◆ Task goal:
Please recast each line of the items below as a string in a JSON list, one string per line, skipping blank lines and leaving the pictures out.

◆ Record extracts:

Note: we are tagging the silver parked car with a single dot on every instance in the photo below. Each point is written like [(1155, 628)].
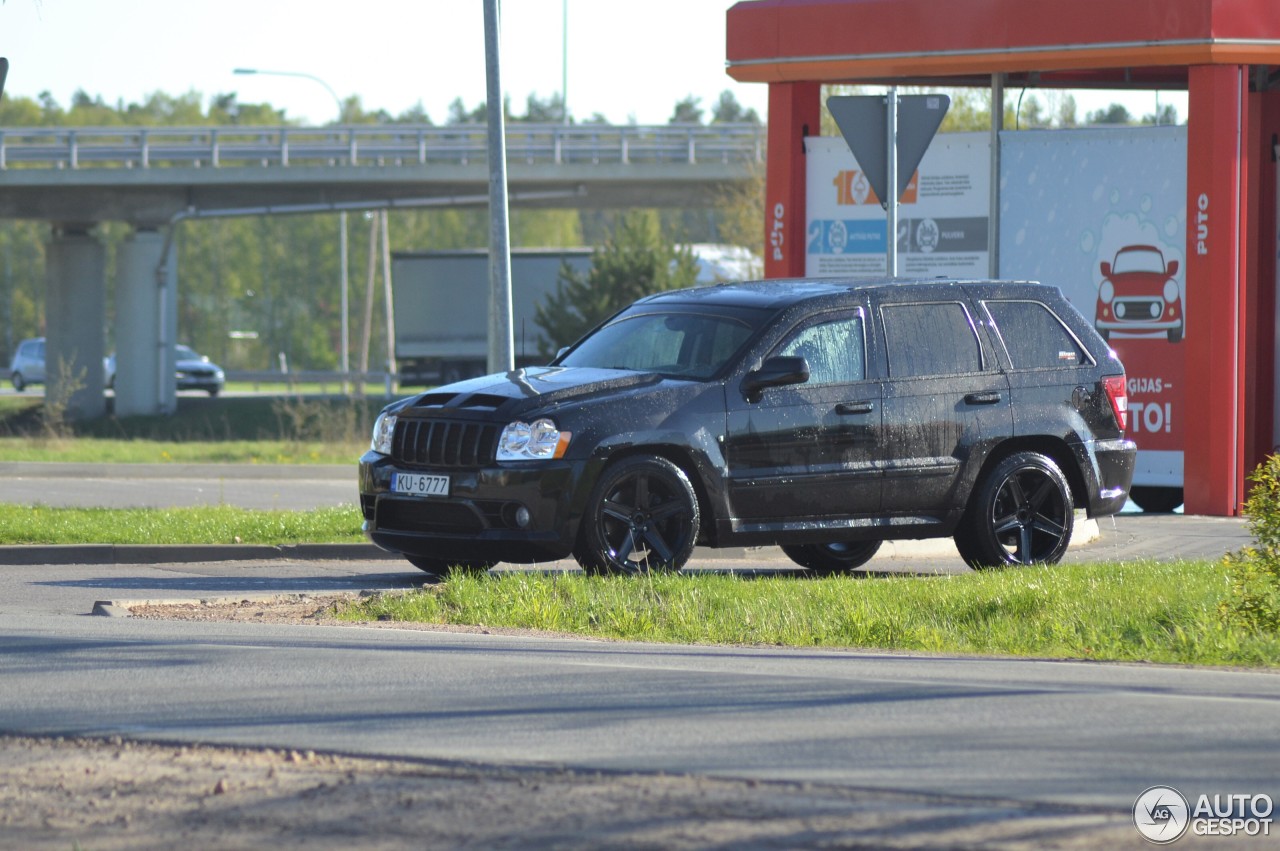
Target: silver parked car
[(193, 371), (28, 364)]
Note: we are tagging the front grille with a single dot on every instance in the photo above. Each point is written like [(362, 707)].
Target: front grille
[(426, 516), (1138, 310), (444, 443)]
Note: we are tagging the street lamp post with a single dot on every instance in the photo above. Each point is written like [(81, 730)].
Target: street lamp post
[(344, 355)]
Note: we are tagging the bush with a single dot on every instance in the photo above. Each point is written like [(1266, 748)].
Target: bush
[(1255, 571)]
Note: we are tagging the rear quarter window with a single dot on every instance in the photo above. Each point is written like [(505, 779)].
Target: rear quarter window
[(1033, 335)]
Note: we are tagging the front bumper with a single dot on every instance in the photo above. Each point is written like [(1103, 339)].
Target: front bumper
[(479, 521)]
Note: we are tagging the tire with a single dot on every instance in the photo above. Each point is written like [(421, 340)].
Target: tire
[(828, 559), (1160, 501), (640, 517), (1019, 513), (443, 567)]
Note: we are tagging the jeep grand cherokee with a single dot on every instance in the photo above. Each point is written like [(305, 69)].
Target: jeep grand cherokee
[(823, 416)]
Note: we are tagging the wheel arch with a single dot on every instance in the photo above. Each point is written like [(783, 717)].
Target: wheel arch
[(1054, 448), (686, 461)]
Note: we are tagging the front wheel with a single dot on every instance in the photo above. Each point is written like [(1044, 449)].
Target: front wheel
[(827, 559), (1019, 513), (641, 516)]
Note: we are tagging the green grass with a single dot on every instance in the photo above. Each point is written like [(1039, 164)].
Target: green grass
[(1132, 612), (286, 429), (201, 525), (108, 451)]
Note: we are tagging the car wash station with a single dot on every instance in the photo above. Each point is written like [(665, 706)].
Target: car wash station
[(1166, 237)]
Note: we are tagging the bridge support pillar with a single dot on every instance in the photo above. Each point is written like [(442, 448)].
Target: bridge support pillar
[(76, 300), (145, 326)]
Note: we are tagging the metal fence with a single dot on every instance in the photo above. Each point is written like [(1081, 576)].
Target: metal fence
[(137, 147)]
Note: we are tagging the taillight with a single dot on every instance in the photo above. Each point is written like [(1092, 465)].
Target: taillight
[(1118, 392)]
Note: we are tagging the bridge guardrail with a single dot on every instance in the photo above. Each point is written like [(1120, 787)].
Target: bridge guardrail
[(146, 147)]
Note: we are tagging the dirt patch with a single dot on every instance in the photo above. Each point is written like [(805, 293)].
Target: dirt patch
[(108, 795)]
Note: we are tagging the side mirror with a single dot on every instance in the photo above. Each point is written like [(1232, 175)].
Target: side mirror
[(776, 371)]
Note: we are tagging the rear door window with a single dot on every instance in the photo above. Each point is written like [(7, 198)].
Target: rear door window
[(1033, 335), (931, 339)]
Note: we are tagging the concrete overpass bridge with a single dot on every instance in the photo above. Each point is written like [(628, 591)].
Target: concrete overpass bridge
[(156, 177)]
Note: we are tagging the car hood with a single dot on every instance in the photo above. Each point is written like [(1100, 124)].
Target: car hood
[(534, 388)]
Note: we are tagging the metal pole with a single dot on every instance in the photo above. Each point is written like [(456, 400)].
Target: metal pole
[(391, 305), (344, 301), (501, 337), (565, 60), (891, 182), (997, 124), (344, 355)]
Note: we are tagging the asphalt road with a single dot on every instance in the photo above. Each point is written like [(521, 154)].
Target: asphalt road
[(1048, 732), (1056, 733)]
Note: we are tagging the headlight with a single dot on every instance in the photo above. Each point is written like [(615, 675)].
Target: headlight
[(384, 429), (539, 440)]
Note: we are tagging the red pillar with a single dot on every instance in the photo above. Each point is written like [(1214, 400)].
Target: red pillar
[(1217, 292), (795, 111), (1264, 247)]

◆ Answer in full:
[
  "Note: we are tagging the silver parked car with a single dot on every instance in the photo below. Each point is written like [(1155, 628)].",
  "Target: silver parked car",
  "[(193, 371), (28, 364)]",
  "Note: we are tagging the front grille with a single dot on every instance in the photo above. Each point is written like [(362, 707)].",
  "Target: front grille",
  "[(426, 516), (1138, 310), (444, 443)]",
  "Note: we are tagging the street lamp post with a single dot on every instance in the photo above. Each point is written like [(81, 730)].",
  "Target: street lamp post",
  "[(344, 355)]",
  "Note: we are tagging the bush with a single dot on every instance in the photo above. Each point is written like [(1266, 748)].",
  "Target: bush",
  "[(1255, 571)]",
  "Note: we are tagging the rear quarter window with a single dot on every instance in the photo above. Each point is written like [(505, 779)].",
  "Target: rear quarter window",
  "[(1033, 335)]",
  "Note: we are tagging the front bumper with a single dot on every instance in the photo above. Each point is written like [(1103, 339)].",
  "Target: front bumper",
  "[(479, 521)]",
  "Note: we are tagging the tire with a single dot on every instance in the photo above. Each point is written like [(421, 340)].",
  "Target: tire",
  "[(828, 559), (1160, 501), (640, 517), (1019, 513), (443, 567)]",
  "Note: we are tagging the jeep grand cherokee with a single dot on every instance in the photo above. Each point is written like [(305, 69)].",
  "Target: jeep grand cherokee",
  "[(823, 416)]",
  "Note: we are tagging the wheel arch with a single dot on every instance in the photo above. Each point is written like [(783, 717)].",
  "Target: wheel arch",
  "[(1054, 448), (686, 461)]",
  "Note: we are tagging the front wheel with a single dot on every instance in the photo above. Each point is written like [(1044, 449)].",
  "Target: front wheel",
  "[(827, 559), (1019, 513), (641, 516)]",
  "Note: we are tagging the green grass with a single dot on every instance in the photo above. Each point is written like [(1039, 164)].",
  "Target: green grass",
  "[(1132, 612), (286, 429), (201, 525), (108, 451)]",
  "Note: we are tagging the car wash station with a single dot on every instance in the photo above. Each point is written like [(665, 706)].",
  "Target: car wash station",
  "[(1166, 237)]",
  "Note: we are tagging the bridge support pillar with a single dot on every instance in the photo above. Each point is written like [(442, 448)].",
  "Target: bridge support pillar",
  "[(76, 300), (145, 326)]",
  "Note: we are tagging the metal fence with a single dot on every instance in the photo above. Each point is written like [(1081, 576)].",
  "Target: metal fence",
  "[(137, 147)]",
  "Note: we are tagging the taillight with a single dot on every instance in the photo above. Each point is written like [(1092, 465)].",
  "Target: taillight",
  "[(1118, 392)]",
  "Note: we are tagging the bridge guardrail with a single dot on every instance in the photo above. Each point is written like [(1120, 787)].",
  "Target: bridge guardrail",
  "[(146, 147)]",
  "Note: we are tagging the dirt patch with a single dot on every instance in the photo above. Each point is written like [(805, 293)].",
  "Target: dirt patch",
  "[(108, 795)]",
  "Note: we are tagging the side mirror with a single dot on every instance in the photo above. Each point is written like [(1232, 175)].",
  "Target: side mirror",
  "[(776, 371)]",
  "Note: we are tagging the rear door window with a single dot on every instance in the photo above. Each point is written like [(7, 198)].",
  "Target: rear door window",
  "[(1033, 335), (931, 339)]",
  "Note: we are tagging the concrete overpass bridge with a single dot on every instance in the photo above. Each point is written like [(628, 591)].",
  "Target: concrete overpass bridge",
  "[(156, 177)]",
  "Note: we are tagging the car hood with a single dot on every instance in the photo above. Each point is written like [(1100, 124)].",
  "Target: car hood",
  "[(534, 388)]",
  "Note: we are tagging the metal pole with a single dot on every instance in the photo above. Each point is written like [(456, 400)].",
  "Target: metal pole",
  "[(391, 305), (344, 301), (501, 337), (565, 60), (891, 182), (997, 124), (344, 355)]",
  "Note: we are tagging the asphalt road with a single dot on every instance in the photo above. Each point is written like [(521, 154)].",
  "Target: asphalt road",
  "[(1048, 732), (1056, 733)]",
  "Note: we are tagging the headlight with a single dot on every instance in the photo above. Each point is written like [(615, 675)].",
  "Target: headlight",
  "[(384, 429), (539, 440)]",
  "Note: we are tagging the red pillar with a single dot on every instance in the photo above. Each point is written like [(1214, 400)].",
  "Target: red pillar",
  "[(1217, 292), (795, 111), (1264, 247)]"
]